** Start of Text passage **
Most PRA readers know of the Bush Administration’s ideological split between Donald Rumsfeld, Secretary of Defense and Gen. Colin Powell, Secretary of State.  Rumsfeld, a lifelong hawk, is eager to expand the “War on Terror” by invading Iraq.  Powell, though he is no dove, is a pragmatic collaborationist and a Republican moderate who is reluctant to counsel that the U.S. act unilaterally. The struggle between the two for the soul of George W. Bush is the foreign policy story.

But we are currently seeing more than a struggle between hawks and doves over invading Iraq. It is a struggle over the role of the United States in the post-Cold War world. As the one country that dominates the world stage – militarily, economically, and even socially – will the U.S. be a benign manager of international conflict, playing a reactive role by intervening when some “trouble spot” can no longer be left without an international peacekeeping force? Or will the U.S. shape the world, preventing the rise of a competitor nation, determining how nations are ruled, and controlling who is allowed to exert international influence?
** End of Text passage **
Work to do:
- a) In the passage on the Rumsfeld–Powell split, what post did Colin Powell hold?
- b) Copy the passage on the Rumsfeld–Powell split from "Most PRA readers" up to and including "foreign policy story.", substituting "practical" for "pragmatic".
** Start of Raw data **
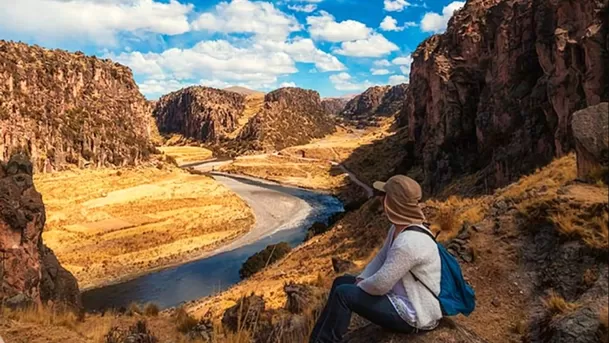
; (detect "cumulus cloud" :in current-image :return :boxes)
[192,0,302,40]
[421,1,465,33]
[372,68,391,75]
[374,60,391,67]
[383,0,412,12]
[389,75,409,85]
[307,11,372,43]
[334,33,399,57]
[391,56,412,66]
[288,4,317,13]
[0,0,193,46]
[105,39,345,97]
[379,15,404,31]
[330,72,374,91]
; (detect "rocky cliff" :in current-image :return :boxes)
[154,86,245,143]
[237,87,336,151]
[0,155,81,310]
[399,0,609,191]
[341,84,408,120]
[0,40,155,171]
[321,98,349,114]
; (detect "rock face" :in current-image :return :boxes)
[154,86,245,142]
[321,98,349,114]
[237,87,336,151]
[399,0,609,192]
[0,155,81,310]
[0,40,156,171]
[341,83,408,120]
[341,86,390,119]
[572,102,609,178]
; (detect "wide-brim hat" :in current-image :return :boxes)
[372,175,426,225]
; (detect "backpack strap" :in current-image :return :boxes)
[404,225,442,307]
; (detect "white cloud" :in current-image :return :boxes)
[421,1,465,33]
[372,68,391,75]
[0,0,193,46]
[384,0,412,12]
[374,60,391,67]
[334,33,399,57]
[192,0,302,40]
[288,4,317,13]
[389,75,409,85]
[379,15,404,31]
[330,72,374,91]
[256,38,345,72]
[307,11,372,43]
[391,56,412,66]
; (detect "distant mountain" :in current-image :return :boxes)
[223,86,264,95]
[340,84,408,120]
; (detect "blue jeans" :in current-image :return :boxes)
[309,275,415,343]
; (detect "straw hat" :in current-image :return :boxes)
[372,175,426,225]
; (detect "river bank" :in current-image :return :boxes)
[83,174,343,310]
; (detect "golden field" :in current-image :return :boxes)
[35,164,254,289]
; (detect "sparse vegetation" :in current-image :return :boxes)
[239,242,292,279]
[174,307,198,333]
[144,303,160,317]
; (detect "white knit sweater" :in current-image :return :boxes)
[358,226,442,329]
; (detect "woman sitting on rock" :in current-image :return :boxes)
[310,175,442,343]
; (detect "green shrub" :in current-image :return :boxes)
[239,242,292,279]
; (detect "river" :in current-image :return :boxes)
[82,173,344,311]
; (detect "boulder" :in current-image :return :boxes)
[572,102,609,179]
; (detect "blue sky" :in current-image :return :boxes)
[0,0,463,99]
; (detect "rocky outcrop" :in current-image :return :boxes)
[572,102,609,179]
[237,87,336,151]
[0,40,155,171]
[321,98,349,114]
[341,86,391,119]
[399,0,609,192]
[154,86,245,142]
[0,155,81,310]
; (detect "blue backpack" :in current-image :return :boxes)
[404,225,476,316]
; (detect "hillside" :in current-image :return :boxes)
[321,98,349,114]
[0,40,158,172]
[224,86,264,96]
[340,84,408,123]
[230,88,335,151]
[398,0,609,192]
[154,86,245,143]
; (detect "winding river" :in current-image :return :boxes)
[82,168,344,311]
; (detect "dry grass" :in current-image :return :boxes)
[542,291,580,319]
[220,155,349,190]
[159,146,213,166]
[144,303,160,317]
[35,167,253,288]
[425,196,489,240]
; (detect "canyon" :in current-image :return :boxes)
[0,0,609,343]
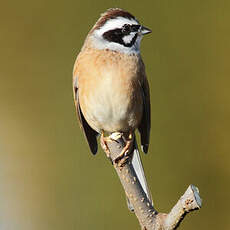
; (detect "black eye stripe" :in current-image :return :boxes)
[102,26,140,47]
[131,25,140,32]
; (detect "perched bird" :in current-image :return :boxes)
[73,8,152,209]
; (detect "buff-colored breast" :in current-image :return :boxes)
[74,49,143,132]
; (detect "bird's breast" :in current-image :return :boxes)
[76,49,143,132]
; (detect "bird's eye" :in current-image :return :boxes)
[122,24,131,34]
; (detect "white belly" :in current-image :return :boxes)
[80,73,142,132]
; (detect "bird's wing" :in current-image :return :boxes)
[138,76,151,153]
[73,75,98,154]
[127,138,153,211]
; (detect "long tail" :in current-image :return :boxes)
[127,138,153,211]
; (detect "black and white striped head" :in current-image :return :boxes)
[90,8,151,53]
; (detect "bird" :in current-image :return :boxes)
[73,8,152,211]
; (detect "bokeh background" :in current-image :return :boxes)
[0,0,230,230]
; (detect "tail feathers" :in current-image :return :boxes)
[127,140,153,211]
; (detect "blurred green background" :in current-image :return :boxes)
[0,0,230,230]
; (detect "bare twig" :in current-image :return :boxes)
[102,135,201,230]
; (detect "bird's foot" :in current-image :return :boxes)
[115,132,134,167]
[100,132,111,158]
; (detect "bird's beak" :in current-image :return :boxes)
[140,26,152,35]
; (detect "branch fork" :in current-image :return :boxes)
[101,133,202,230]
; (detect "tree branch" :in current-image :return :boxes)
[102,133,202,230]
** End of Raw data **
Results of the tasks:
- a) Secretary of State

- b)
Most PRA readers know of the Bush Administration’s ideological split between Donald Rumsfeld, Secretary of Defense and Gen. Colin Powell, Secretary of State.  Rumsfeld, a lifelong hawk, is eager to expand the “War on Terror” by invading Iraq.  Powell, though he is no dove, is a practical collaborationist and a Republican moderate who is reluctant to counsel that the U.S. act unilaterally. The struggle between the two for the soul of George W. Bush is the foreign policy story.